• **YOUR GOAL**:
Reproduce the records that follow without alteration, apart from removing the pictures.

• **DATA PROVIDED**:
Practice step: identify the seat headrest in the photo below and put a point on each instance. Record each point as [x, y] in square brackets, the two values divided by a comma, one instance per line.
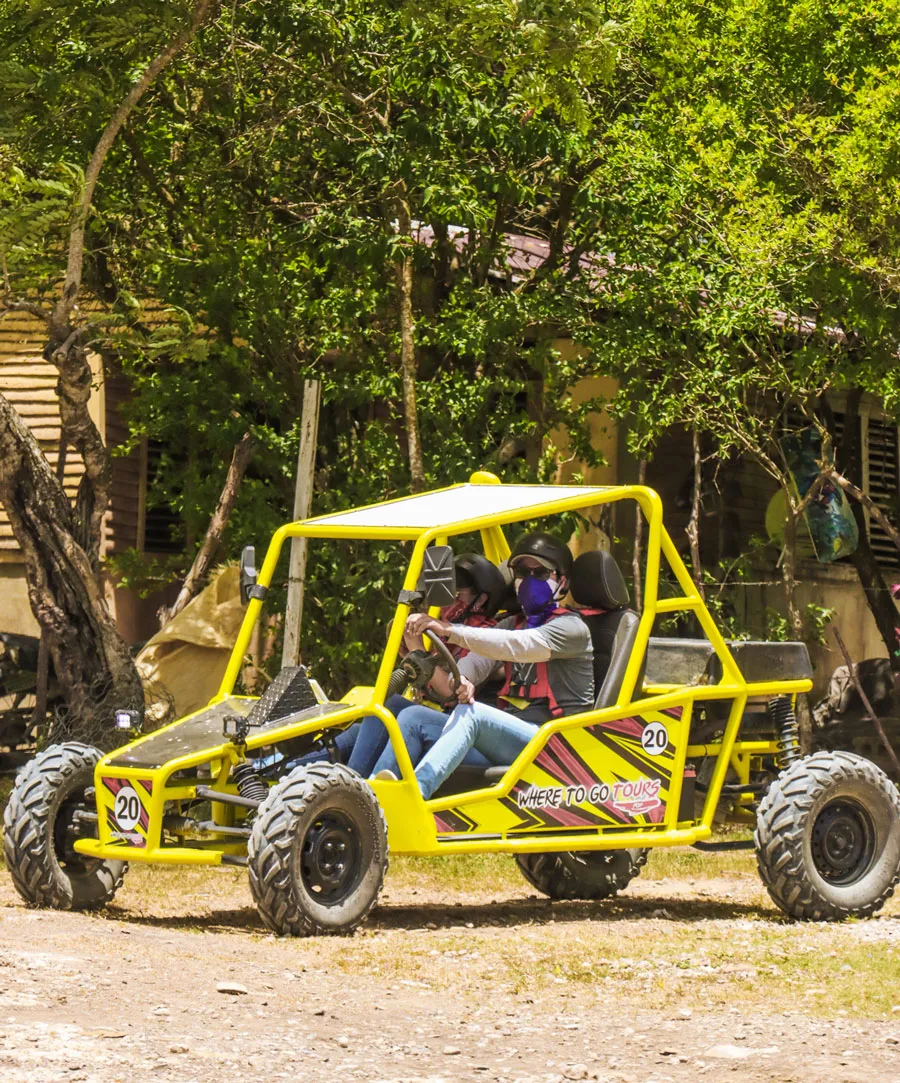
[597, 582]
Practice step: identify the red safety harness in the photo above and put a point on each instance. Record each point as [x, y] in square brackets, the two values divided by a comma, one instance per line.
[538, 688]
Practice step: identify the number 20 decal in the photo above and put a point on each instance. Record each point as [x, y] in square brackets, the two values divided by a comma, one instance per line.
[654, 739]
[128, 808]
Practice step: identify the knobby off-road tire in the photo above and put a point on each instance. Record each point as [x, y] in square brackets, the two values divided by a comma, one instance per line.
[827, 837]
[586, 874]
[317, 852]
[38, 825]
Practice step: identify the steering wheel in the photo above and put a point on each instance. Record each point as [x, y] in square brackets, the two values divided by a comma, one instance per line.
[444, 651]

• **EXPECTED ANSWER**:
Practice step: identify the seat headrest in the photo below and put a point on each instance. Record each point as [x, y] in square brackets, the two values divided by a comma, one instance per line.
[597, 582]
Practice step: identify the red safety harness in the photo above and put a point on each instance. Record each point as [x, y] in square brackets, the two values divided by a comma, one instance per line.
[538, 688]
Practice step: identify the number 20 decal in the photo above and put a point on each instance. Record each point as [x, y] in square brackets, the two values divided by a comma, one instance per line.
[654, 739]
[128, 808]
Practice step: identify the knobby off-road tire in the photo above and put a point on each instance. Record each point as [x, y] in square brackets, the two values divided by a comma, one instance per line.
[827, 837]
[586, 874]
[317, 852]
[38, 825]
Practice step: identify the steering wheel in the photo above and put a point on each instance. Record each point as [x, y] in square brackets, the two values divided by a comma, one instance per line.
[444, 651]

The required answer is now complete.